> _TASK DESCRIPTION_: Please quote only the lines that start at the one with "Target: woman's right hand" and go on to the last line of the data, both ends kept.

== TASK DATA ==

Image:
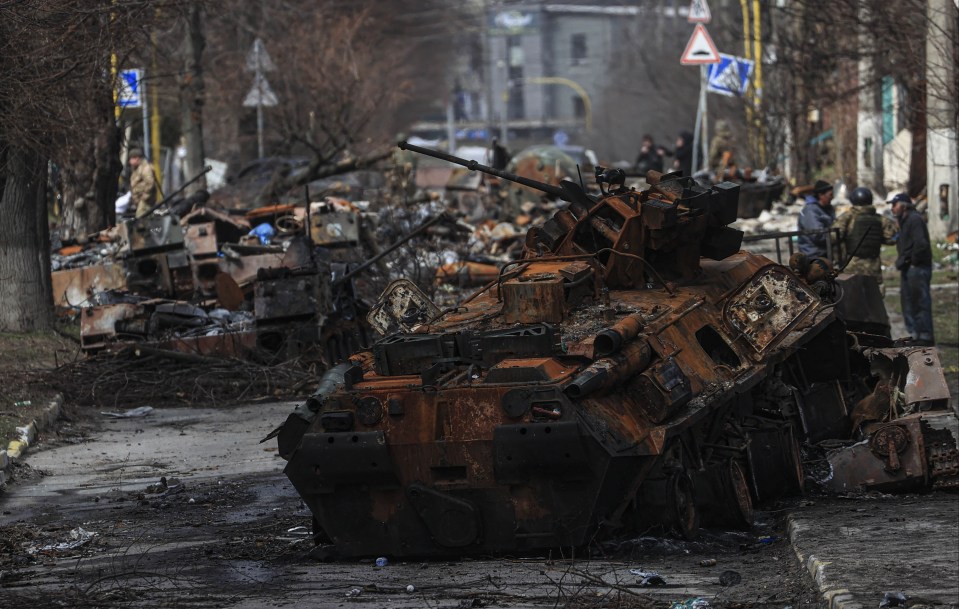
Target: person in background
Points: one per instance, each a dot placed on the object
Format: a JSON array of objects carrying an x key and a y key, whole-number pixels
[
  {"x": 683, "y": 157},
  {"x": 864, "y": 232},
  {"x": 650, "y": 156},
  {"x": 721, "y": 154},
  {"x": 914, "y": 263},
  {"x": 817, "y": 215},
  {"x": 142, "y": 183}
]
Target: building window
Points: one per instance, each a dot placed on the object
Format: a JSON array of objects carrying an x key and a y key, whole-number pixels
[
  {"x": 578, "y": 51},
  {"x": 579, "y": 107}
]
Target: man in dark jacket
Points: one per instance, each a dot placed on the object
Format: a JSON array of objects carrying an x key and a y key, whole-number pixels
[
  {"x": 817, "y": 215},
  {"x": 915, "y": 265},
  {"x": 683, "y": 158},
  {"x": 650, "y": 156}
]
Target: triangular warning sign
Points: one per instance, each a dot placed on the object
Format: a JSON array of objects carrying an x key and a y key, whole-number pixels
[
  {"x": 700, "y": 49},
  {"x": 699, "y": 12}
]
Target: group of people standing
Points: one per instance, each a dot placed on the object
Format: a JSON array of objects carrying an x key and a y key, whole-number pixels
[
  {"x": 863, "y": 232},
  {"x": 653, "y": 157}
]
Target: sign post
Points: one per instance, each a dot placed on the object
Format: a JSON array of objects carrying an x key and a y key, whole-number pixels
[
  {"x": 701, "y": 51},
  {"x": 730, "y": 76},
  {"x": 699, "y": 12},
  {"x": 132, "y": 94},
  {"x": 261, "y": 94}
]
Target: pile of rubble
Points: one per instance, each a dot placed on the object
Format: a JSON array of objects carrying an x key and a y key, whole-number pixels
[{"x": 271, "y": 284}]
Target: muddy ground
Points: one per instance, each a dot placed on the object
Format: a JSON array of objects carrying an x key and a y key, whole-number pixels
[{"x": 227, "y": 530}]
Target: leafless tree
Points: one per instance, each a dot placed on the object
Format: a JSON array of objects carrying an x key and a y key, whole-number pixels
[{"x": 55, "y": 95}]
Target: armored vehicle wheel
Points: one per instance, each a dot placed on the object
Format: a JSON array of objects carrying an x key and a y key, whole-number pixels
[
  {"x": 797, "y": 479},
  {"x": 739, "y": 501},
  {"x": 681, "y": 506}
]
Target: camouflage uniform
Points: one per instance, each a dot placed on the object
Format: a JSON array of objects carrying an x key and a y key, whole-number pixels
[
  {"x": 864, "y": 265},
  {"x": 143, "y": 187}
]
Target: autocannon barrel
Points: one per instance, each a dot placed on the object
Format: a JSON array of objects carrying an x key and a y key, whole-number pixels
[
  {"x": 556, "y": 191},
  {"x": 603, "y": 373}
]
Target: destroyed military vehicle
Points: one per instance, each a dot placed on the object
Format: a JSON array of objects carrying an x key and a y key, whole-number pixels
[{"x": 634, "y": 370}]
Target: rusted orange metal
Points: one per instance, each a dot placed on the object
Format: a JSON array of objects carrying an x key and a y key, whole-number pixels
[
  {"x": 74, "y": 287},
  {"x": 634, "y": 358}
]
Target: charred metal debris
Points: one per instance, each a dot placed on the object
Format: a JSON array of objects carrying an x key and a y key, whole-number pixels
[{"x": 633, "y": 369}]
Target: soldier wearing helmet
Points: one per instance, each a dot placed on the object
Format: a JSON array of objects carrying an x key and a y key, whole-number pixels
[{"x": 864, "y": 232}]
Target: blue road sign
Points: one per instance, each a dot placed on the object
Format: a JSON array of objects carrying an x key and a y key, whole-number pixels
[
  {"x": 130, "y": 93},
  {"x": 730, "y": 76}
]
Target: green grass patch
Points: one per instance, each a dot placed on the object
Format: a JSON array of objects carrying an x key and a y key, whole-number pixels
[{"x": 23, "y": 359}]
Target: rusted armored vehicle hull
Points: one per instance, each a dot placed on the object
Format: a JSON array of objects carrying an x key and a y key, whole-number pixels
[{"x": 634, "y": 370}]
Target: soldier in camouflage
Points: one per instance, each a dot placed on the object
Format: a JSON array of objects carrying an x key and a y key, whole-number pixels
[
  {"x": 861, "y": 227},
  {"x": 142, "y": 183}
]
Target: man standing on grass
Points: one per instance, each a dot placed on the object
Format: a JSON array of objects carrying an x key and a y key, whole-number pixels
[{"x": 915, "y": 265}]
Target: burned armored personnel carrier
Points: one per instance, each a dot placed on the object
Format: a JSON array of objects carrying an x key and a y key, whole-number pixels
[{"x": 635, "y": 369}]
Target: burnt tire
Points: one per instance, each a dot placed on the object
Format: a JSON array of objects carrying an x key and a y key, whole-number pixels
[
  {"x": 796, "y": 475},
  {"x": 682, "y": 514},
  {"x": 737, "y": 495}
]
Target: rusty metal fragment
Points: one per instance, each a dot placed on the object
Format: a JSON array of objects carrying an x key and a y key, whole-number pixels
[{"x": 630, "y": 367}]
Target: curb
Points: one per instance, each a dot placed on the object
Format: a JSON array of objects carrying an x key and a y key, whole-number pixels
[
  {"x": 833, "y": 595},
  {"x": 28, "y": 435}
]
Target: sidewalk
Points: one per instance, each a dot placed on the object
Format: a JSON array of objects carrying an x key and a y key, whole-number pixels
[{"x": 857, "y": 549}]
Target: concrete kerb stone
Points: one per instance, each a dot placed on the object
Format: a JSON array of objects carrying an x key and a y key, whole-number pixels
[
  {"x": 834, "y": 596},
  {"x": 28, "y": 435}
]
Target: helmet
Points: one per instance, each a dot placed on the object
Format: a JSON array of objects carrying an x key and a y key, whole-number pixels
[{"x": 861, "y": 196}]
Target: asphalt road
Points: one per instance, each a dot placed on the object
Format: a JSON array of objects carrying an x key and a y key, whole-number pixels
[{"x": 228, "y": 530}]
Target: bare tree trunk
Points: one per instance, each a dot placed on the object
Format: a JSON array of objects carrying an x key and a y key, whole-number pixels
[
  {"x": 90, "y": 178},
  {"x": 24, "y": 243},
  {"x": 191, "y": 97}
]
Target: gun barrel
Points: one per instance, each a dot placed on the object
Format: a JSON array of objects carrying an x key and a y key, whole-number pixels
[{"x": 556, "y": 191}]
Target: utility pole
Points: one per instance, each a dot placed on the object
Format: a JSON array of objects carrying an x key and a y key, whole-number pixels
[
  {"x": 869, "y": 142},
  {"x": 191, "y": 97},
  {"x": 261, "y": 94},
  {"x": 942, "y": 146}
]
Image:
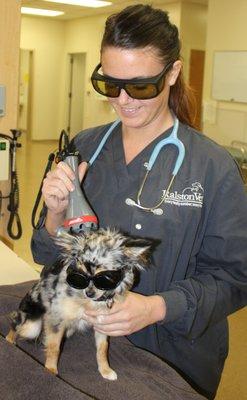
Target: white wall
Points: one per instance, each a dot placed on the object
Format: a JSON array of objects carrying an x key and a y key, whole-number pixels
[
  {"x": 227, "y": 30},
  {"x": 46, "y": 38},
  {"x": 52, "y": 42},
  {"x": 193, "y": 30}
]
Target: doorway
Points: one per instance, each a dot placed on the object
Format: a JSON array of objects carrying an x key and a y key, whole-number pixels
[
  {"x": 77, "y": 63},
  {"x": 196, "y": 75}
]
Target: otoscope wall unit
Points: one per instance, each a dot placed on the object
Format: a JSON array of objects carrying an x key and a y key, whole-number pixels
[{"x": 4, "y": 159}]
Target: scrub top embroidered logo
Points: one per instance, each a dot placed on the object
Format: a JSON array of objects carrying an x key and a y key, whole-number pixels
[{"x": 191, "y": 196}]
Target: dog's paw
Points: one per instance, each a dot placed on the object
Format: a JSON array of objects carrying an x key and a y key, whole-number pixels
[
  {"x": 52, "y": 369},
  {"x": 108, "y": 374}
]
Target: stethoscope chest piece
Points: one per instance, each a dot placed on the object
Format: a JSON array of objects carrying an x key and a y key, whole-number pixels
[{"x": 171, "y": 139}]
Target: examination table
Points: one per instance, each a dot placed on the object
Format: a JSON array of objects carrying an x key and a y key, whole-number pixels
[{"x": 141, "y": 375}]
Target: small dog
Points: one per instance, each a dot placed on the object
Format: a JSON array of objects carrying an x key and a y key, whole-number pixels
[{"x": 95, "y": 270}]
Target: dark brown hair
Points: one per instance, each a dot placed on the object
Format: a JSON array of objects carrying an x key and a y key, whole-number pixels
[{"x": 142, "y": 26}]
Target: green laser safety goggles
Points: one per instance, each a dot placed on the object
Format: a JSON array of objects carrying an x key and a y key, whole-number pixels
[{"x": 141, "y": 89}]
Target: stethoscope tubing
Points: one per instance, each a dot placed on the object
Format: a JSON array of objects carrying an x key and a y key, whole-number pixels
[{"x": 171, "y": 139}]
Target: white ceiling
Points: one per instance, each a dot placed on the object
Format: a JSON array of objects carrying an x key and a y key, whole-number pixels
[{"x": 72, "y": 12}]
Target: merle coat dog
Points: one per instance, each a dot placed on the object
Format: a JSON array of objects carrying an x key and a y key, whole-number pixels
[{"x": 95, "y": 270}]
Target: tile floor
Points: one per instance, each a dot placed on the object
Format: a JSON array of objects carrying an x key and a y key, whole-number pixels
[{"x": 31, "y": 161}]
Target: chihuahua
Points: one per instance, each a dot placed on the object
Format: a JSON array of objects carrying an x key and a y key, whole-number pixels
[{"x": 95, "y": 270}]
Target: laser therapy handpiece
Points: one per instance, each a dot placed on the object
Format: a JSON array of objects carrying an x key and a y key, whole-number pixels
[{"x": 79, "y": 215}]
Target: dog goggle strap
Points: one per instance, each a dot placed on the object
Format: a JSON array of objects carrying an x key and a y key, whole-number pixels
[{"x": 105, "y": 280}]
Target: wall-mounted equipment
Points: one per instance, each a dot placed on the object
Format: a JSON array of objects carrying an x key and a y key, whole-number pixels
[
  {"x": 4, "y": 159},
  {"x": 8, "y": 147},
  {"x": 2, "y": 100}
]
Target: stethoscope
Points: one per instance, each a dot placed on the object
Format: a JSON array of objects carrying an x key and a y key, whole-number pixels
[{"x": 171, "y": 139}]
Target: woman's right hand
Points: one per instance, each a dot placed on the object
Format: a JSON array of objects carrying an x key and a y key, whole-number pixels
[{"x": 56, "y": 188}]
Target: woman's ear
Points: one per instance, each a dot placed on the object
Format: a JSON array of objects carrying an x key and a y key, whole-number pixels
[{"x": 174, "y": 72}]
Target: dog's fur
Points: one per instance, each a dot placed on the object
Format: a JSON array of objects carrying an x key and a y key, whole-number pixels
[{"x": 55, "y": 308}]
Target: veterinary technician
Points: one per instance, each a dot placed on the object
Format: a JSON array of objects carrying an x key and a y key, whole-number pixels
[{"x": 192, "y": 200}]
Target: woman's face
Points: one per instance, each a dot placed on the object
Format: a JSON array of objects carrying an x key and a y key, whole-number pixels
[{"x": 136, "y": 63}]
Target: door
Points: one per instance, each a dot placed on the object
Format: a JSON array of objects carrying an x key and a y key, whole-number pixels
[
  {"x": 196, "y": 74},
  {"x": 76, "y": 93}
]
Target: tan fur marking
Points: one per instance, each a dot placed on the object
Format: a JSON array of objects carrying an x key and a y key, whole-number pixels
[
  {"x": 11, "y": 337},
  {"x": 53, "y": 342},
  {"x": 102, "y": 359}
]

===

> _EXERCISE ANSWER_:
Target: woman's right hand
Points: one per instance, each a dot placed on the object
Format: a JSON array of objects carrying an x key and a y key, whole-number pixels
[{"x": 56, "y": 188}]
Target: woman's ear
Points: one per instance, each a dot placed on the object
Format: a JSON array of objects carrying an x key and a y key, whole-number pixels
[{"x": 174, "y": 72}]
Target: dog's fur
Points: one per instance, each a dot placed on the object
Format: a JSON array of objects carrying an x key and a y key, whole-number pixels
[{"x": 55, "y": 308}]
Target: veterinary technician
Points: one per instance, each a dot placed on the object
Format: a JSON array of objects carrying an x key and a y key, whole-number pixels
[{"x": 192, "y": 200}]
Target: woman's face
Points: one per instance, each a dot placed on the object
Format: a JSON array of objects carrying an x key and a y key, whole-number pixels
[{"x": 136, "y": 63}]
Target: door
Points: one per instance, each a dot placed on the object
Format: a JSON array of objects carrying an x key and a y key, whole-number pixels
[
  {"x": 196, "y": 74},
  {"x": 76, "y": 93}
]
Target: tan fur marking
Points: one per instance, each a dot placed on the object
Format: a JSON array of objects carrying an x key and a y key, whole-number pixels
[
  {"x": 11, "y": 337},
  {"x": 53, "y": 342},
  {"x": 102, "y": 359}
]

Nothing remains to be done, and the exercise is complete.